BEGIN Data supplied

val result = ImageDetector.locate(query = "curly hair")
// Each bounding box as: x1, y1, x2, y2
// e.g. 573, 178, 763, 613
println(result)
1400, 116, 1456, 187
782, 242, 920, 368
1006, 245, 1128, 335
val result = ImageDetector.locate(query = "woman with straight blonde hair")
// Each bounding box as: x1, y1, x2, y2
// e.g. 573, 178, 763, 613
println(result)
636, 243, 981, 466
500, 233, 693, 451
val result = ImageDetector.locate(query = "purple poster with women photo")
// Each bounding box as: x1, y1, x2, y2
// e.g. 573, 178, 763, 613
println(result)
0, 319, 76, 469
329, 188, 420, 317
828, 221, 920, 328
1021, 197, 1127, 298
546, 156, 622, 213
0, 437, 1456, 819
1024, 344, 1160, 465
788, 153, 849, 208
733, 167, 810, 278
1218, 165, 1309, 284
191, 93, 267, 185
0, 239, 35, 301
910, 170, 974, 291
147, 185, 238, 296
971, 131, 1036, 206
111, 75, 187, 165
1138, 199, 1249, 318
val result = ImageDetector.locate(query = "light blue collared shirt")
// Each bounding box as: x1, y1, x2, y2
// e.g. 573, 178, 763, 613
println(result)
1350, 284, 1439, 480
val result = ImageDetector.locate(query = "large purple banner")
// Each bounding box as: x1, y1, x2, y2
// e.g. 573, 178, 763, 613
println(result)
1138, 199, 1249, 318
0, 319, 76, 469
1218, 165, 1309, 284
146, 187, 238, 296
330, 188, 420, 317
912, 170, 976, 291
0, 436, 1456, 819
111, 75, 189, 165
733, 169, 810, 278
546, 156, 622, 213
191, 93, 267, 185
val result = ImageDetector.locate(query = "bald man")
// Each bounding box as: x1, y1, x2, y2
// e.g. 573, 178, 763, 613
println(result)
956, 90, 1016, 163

END Data supplied

■ Short task
State how many lines of the data above contain the word "hair". Reply with the number alone.

■ Written answer
2